Provided text
* BEGIN *

The argument goes something like this: aliens are too far away to send us timely messages at lightspeed, but not too far away to visit us regularly in space ships.

Therefore that these visual sightings are likely to be UFOs is plausible. 

I'll take a stab at this:

First, we're assuming that lightspeed is truly limiting. That comes packaged with the assumption that we fully understand how physics (and the universe) works. We do not. 500 years ago, the speed of wind was limiting for ships (and therefore information). We eventually figured it out, but it wasn't in the way we thought. 

Quantum entanglement, which we do not understand, at least opens the door to the possibility of instantaneous transmission of information at any distance....lightspeed be damned. 

 

Then there's the issue of messages:

Assuming a civilization wants to send us a message..... 

What are the odds that we would even recognize it as such? Radio signals are impractical over galactic distances, so it would probably be using another method.... which we won't be listening or looking for. 

What are the odds that we would even understand a message from an advanced society? We can't just assume that they use speech to communicate....and that it would be as simple as translating a foreign language.

Think about how you would communicate with a fish. Could the fish even comprehend that you're trying to communicate... much less any of the ideas you want to express? When was the last time you stopped by the anthill in your back yard to ask the queen for permission to cross her territory? It sounds absurd, but a couple million more years of evolution and any communication, both the medium and the message, would likely be  completely unintelligible to us.

* END *

[Records from a data source]
* BEGIN *

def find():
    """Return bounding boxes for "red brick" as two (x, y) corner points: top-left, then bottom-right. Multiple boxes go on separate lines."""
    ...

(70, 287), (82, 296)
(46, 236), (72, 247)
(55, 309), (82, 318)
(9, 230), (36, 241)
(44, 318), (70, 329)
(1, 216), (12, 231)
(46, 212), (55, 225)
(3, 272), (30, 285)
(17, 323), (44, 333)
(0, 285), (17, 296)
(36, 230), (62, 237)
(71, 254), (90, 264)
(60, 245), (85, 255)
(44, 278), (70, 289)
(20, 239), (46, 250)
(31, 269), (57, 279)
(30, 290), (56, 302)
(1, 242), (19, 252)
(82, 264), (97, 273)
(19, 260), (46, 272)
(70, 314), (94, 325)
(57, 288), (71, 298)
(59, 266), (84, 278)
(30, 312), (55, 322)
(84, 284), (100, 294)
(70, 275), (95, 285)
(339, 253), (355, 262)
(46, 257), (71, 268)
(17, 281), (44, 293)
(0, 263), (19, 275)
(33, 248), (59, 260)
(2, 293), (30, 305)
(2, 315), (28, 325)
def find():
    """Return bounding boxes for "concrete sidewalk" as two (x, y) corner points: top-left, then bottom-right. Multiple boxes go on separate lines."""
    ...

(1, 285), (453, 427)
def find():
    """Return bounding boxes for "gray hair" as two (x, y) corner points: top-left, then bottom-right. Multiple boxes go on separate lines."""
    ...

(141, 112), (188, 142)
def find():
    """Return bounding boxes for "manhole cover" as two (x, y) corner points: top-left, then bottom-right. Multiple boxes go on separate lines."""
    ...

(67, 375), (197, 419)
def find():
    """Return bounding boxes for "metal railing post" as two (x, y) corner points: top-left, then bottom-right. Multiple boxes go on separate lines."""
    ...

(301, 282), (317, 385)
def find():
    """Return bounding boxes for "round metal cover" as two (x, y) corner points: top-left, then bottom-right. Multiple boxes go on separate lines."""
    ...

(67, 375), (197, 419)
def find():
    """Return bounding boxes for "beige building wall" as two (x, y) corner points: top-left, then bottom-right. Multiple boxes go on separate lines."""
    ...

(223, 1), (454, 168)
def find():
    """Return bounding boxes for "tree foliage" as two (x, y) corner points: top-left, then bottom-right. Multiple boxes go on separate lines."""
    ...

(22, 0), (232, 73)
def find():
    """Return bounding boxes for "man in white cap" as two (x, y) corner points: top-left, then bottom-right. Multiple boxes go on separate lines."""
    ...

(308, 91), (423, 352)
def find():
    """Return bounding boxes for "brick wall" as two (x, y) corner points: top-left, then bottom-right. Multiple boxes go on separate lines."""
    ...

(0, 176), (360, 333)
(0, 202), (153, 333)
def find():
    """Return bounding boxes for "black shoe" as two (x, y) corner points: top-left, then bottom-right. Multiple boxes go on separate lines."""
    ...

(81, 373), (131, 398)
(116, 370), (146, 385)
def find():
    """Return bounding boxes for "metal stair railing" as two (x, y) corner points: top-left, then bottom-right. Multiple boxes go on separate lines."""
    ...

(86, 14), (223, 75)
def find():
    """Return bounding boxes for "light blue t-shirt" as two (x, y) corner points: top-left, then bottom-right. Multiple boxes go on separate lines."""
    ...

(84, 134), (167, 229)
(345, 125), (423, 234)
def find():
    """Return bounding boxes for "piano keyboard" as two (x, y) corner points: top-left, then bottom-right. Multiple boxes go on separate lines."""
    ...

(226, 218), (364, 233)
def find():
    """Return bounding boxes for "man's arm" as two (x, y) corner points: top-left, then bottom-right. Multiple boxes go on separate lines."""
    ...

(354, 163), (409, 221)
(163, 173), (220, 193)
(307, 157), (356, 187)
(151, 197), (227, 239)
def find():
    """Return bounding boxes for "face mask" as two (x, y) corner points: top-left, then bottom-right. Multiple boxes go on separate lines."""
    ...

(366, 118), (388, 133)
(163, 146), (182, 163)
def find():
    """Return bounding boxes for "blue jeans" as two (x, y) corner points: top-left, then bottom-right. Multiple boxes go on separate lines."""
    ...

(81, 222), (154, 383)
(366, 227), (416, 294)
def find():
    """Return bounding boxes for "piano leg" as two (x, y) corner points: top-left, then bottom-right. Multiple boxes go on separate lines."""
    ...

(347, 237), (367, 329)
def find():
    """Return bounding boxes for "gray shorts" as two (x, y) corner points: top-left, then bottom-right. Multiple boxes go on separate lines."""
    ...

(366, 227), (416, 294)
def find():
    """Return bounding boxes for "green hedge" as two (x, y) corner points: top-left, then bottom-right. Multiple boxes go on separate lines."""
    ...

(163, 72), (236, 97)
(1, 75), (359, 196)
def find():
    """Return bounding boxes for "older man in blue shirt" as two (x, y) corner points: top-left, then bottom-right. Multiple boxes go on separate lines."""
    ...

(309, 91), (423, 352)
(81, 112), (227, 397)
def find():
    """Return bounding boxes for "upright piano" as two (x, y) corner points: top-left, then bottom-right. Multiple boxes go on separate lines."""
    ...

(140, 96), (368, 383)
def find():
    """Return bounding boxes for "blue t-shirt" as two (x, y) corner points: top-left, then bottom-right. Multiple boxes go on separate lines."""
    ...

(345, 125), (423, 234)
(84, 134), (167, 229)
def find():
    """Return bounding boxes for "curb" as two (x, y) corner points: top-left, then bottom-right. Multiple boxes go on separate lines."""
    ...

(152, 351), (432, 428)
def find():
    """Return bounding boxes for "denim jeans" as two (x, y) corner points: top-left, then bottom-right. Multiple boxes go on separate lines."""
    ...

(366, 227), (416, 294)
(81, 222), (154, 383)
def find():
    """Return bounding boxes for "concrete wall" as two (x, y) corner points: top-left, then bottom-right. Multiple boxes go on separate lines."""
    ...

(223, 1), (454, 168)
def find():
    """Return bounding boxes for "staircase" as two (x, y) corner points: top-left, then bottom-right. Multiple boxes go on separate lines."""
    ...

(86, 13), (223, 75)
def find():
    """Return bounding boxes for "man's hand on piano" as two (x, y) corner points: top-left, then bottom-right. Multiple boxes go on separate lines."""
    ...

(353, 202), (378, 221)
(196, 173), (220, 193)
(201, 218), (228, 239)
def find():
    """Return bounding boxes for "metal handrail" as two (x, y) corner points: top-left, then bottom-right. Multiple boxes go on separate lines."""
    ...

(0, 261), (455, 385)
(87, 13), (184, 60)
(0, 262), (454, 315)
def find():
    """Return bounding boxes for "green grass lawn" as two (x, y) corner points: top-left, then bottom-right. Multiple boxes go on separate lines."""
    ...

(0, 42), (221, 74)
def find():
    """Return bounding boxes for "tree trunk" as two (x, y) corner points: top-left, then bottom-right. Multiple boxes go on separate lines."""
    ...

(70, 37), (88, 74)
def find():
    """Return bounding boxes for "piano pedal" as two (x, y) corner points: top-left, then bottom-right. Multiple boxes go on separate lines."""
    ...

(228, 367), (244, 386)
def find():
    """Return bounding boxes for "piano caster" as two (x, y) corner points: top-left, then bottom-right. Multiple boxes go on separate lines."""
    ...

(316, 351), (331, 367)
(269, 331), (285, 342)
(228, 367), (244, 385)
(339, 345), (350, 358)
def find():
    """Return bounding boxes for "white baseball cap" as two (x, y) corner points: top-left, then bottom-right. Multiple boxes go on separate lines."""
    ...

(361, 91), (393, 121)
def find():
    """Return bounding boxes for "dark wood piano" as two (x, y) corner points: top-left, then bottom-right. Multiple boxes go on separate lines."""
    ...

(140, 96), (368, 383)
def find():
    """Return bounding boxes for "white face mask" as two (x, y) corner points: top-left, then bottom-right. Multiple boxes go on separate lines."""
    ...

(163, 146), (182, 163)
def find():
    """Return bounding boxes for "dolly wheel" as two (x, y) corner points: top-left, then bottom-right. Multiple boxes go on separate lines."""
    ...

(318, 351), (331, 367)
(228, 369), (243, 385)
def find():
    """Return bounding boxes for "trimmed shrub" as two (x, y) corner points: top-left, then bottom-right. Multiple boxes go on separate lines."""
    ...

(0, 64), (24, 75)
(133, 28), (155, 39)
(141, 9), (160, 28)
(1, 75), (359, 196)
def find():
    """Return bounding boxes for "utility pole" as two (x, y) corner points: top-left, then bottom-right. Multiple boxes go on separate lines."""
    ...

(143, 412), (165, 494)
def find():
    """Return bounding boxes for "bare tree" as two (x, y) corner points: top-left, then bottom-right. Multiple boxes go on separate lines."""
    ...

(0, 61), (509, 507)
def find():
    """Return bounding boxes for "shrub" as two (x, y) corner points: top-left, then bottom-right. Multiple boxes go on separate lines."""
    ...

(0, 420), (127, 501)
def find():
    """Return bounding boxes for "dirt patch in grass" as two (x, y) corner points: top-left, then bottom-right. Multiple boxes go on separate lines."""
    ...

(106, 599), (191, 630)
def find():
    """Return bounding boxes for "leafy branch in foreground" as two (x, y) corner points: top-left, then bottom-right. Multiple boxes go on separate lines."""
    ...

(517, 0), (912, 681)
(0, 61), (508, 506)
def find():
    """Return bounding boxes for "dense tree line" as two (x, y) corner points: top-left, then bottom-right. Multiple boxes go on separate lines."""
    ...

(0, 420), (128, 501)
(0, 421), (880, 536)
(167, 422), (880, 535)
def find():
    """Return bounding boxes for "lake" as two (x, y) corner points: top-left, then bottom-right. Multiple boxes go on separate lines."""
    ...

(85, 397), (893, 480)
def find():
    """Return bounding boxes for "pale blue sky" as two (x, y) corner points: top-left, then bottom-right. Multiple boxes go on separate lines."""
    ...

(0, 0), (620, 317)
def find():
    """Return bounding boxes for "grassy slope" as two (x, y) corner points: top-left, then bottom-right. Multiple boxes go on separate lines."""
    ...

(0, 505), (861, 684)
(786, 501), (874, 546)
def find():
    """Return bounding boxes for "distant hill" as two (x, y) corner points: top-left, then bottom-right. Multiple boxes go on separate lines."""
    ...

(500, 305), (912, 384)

* END *

Parts of the exercise
1. Repeat the listing word for word from its first line through the line containing "(0, 285), (17, 296)", including both of those lines and nothing beyond them.
2. Pick up the post on alien visits and messages after its final sentence and keep writing it.
The text and the listing come from separate sources.

Final answers
1.
def find():
    """Return bounding boxes for "red brick" as two (x, y) corner points: top-left, then bottom-right. Multiple boxes go on separate lines."""
    ...

(70, 287), (82, 296)
(46, 236), (72, 247)
(55, 309), (82, 318)
(9, 230), (36, 241)
(44, 318), (70, 329)
(1, 216), (12, 231)
(46, 212), (55, 225)
(3, 272), (30, 285)
(17, 323), (44, 333)
(0, 285), (17, 296)

2.
Finally, we're assuming that they would want to communicate with us. It's obvious to us how potentially disruptive open, clear communication with an advanced race could be to human society. Maybe they know that too. You'd be hard pressed to find a scientist willing to drop right into a group of gorillas in the jungle and start communicating with them (it won't end well). 

Let's say, for instance, that tomorrow we discovered a primitive society on Titan (Saturn's moon). They organize in groups, hunt/gather, have very basic technology (fire etc) and the very beginnings of language . How would we communicate with them? Radio signals would be useless.... we'd probably (correctly) assume that it's best to keep our distance and observe for a while.... and only intervene if it were for the clear benefit of their society (and wouldn't do any harm) . They might spot our satellites/probes in the night sky and wonder... "what the hell is that?". The group might not even believe the ones who saw it, and make fun of them for describing impossible things.....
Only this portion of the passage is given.